TASK DESCRIPTION: Copy out the complete listing, word for word.

- - -

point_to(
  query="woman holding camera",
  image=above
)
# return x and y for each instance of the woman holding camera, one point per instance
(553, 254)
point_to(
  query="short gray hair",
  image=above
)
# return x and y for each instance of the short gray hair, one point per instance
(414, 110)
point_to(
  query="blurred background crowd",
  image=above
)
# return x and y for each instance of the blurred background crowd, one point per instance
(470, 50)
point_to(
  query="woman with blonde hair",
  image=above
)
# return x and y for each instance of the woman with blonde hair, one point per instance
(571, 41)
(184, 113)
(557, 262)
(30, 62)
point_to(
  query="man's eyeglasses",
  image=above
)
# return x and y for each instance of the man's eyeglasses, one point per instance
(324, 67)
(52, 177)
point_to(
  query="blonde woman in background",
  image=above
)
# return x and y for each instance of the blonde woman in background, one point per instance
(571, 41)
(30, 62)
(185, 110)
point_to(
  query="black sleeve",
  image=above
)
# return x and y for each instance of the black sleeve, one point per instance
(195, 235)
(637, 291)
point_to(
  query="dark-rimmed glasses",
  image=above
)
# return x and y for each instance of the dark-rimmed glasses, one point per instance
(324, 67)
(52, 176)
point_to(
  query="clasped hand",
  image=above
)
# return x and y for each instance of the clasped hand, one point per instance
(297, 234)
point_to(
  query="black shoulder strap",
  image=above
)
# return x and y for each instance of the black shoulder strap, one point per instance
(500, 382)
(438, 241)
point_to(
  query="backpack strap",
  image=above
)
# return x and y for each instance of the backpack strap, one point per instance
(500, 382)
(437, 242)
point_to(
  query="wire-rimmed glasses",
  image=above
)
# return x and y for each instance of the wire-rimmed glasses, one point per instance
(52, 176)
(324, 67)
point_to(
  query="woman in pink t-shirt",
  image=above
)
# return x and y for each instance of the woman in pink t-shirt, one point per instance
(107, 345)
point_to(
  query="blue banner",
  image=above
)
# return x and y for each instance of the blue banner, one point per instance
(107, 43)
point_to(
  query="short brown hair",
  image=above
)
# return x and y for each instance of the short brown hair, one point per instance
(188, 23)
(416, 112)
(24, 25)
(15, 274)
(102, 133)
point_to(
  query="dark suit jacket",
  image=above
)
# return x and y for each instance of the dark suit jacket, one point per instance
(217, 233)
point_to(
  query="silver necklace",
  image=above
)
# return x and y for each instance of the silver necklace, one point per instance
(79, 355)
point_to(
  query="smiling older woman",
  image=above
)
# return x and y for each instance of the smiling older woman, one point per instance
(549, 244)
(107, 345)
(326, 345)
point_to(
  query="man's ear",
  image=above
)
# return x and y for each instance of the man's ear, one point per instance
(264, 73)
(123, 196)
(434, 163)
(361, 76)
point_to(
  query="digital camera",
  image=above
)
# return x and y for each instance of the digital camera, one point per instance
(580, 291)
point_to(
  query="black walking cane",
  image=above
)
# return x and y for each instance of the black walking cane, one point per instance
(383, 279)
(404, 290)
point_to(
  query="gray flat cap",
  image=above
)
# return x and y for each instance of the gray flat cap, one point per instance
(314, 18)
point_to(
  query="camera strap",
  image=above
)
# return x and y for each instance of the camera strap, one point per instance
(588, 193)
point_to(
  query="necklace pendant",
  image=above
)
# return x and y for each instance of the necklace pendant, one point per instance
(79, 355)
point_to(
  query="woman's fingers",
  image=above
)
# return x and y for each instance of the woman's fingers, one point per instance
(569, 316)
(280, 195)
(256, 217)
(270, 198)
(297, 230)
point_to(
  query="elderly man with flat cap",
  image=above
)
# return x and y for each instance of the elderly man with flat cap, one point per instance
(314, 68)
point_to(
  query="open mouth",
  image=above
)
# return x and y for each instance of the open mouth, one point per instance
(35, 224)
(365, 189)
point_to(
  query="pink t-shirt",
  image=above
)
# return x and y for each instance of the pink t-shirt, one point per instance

- - -

FINAL RESULT:
point_to(
  query="woman holding camera",
  image=above
)
# return x and y for each instance of the woman holding camera, one point per instance
(553, 254)
point_to(
  query="short gray hair",
  image=above
)
# return x and y for each instance of the short gray hair, one point per instance
(414, 110)
point_to(
  query="blurred background crowd",
  image=above
)
# return x and y for each instance of the blurred background crowd, one point per instance
(470, 50)
point_to(
  query="woman with blonde hair",
  image=above
)
# return x and y for each instance of the woman with blonde hair, one point per instance
(571, 41)
(184, 113)
(557, 262)
(30, 62)
point_to(
  query="man's eyeglasses",
  image=above
)
# return x and y for each instance of the man's eyeglasses, one point per instance
(324, 67)
(52, 177)
point_to(
  query="blonde woman in background",
  image=above
)
# return x and y for each instance of the blonde woman in background, one point per instance
(571, 41)
(30, 62)
(185, 110)
point_to(
  query="black sleeve",
  image=above
)
# return x and y for each instance of the black sleeve, one point per instance
(195, 235)
(637, 291)
point_to(
  query="dark-rimmed glasses",
  image=above
)
# return x and y for each instance of the dark-rimmed glasses, one point per instance
(324, 67)
(52, 176)
point_to(
  query="clasped hand",
  image=above
)
# return x and y for each instance of the clasped hand, one point per instance
(297, 234)
point_to(
  query="black shoulder strap",
  image=above
)
# return x and y for each instance of the black shoulder strap, one point per instance
(500, 382)
(438, 241)
point_to(
  query="backpack strap",
  image=above
)
# return x and y for each instance of the backpack strap, one point per instance
(500, 382)
(437, 242)
point_to(
  query="wire-rimmed glasses",
  image=above
)
# return x and y for each instance of the wire-rimmed glasses, one point per instance
(52, 176)
(324, 67)
point_to(
  query="woman in pink t-shirt",
  image=above
)
# return x and y for each instance of the woman in pink t-shirt, one point per instance
(107, 345)
point_to(
  query="blue banner",
  image=above
)
# return x and y for each instance of the blue banner, one point per instance
(107, 43)
point_to(
  query="short brown hair",
  image=above
)
# return x and y for each instance of the short brown hair, one point per instance
(188, 23)
(416, 112)
(24, 25)
(15, 274)
(102, 133)
point_to(
  query="dark suit jacket",
  image=above
)
# return x and y for each instance of the dark suit jacket, one point per instance
(217, 233)
point_to(
  query="silver necklace",
  image=above
)
# return x and y for each instance of the silver necklace, one point per instance
(79, 355)
point_to(
  query="smiling older woman",
  image=above
)
# return x and y for each instance of the smiling older woman, one point per instance
(549, 244)
(107, 345)
(326, 345)
point_to(
  query="man's ear",
  image=above
)
# return x and y for each instance of the man's ear, one point per instance
(264, 73)
(123, 196)
(434, 163)
(361, 76)
point_to(
  query="digital camera",
  image=above
)
# return x and y for each instance of the digital camera, one point per instance
(580, 291)
point_to(
  query="black walking cane",
  image=above
)
# return x and y for each instance of the black walking cane, one point per instance
(383, 279)
(404, 290)
point_to(
  query="gray flat cap",
  image=above
)
# return x and y for each instance of the gray flat cap, one point per instance
(314, 18)
point_to(
  query="camera strap",
  image=above
)
# return x and y for each instance of the camera strap, one point per instance
(588, 193)
point_to(
  query="necklace pendant",
  image=above
)
# return x and y for each instance of the necklace pendant, one point per instance
(79, 355)
point_to(
  query="woman's fingers",
  image=above
)
# return x and y for each instance of the woman's fingers, one point per instance
(569, 316)
(280, 195)
(256, 217)
(270, 198)
(297, 230)
point_to(
  query="elderly man with flat cap",
  image=above
)
# return x and y for each instance of the elderly man with flat cap, one point per instance
(314, 68)
point_to(
  query="open mouth",
  image=above
)
# return x and y for each instance of the open mouth, one point per instance
(35, 224)
(365, 189)
point_to(
  query="pink t-shirt",
  image=above
)
# return x and y for each instance of the pink t-shirt, one point per instance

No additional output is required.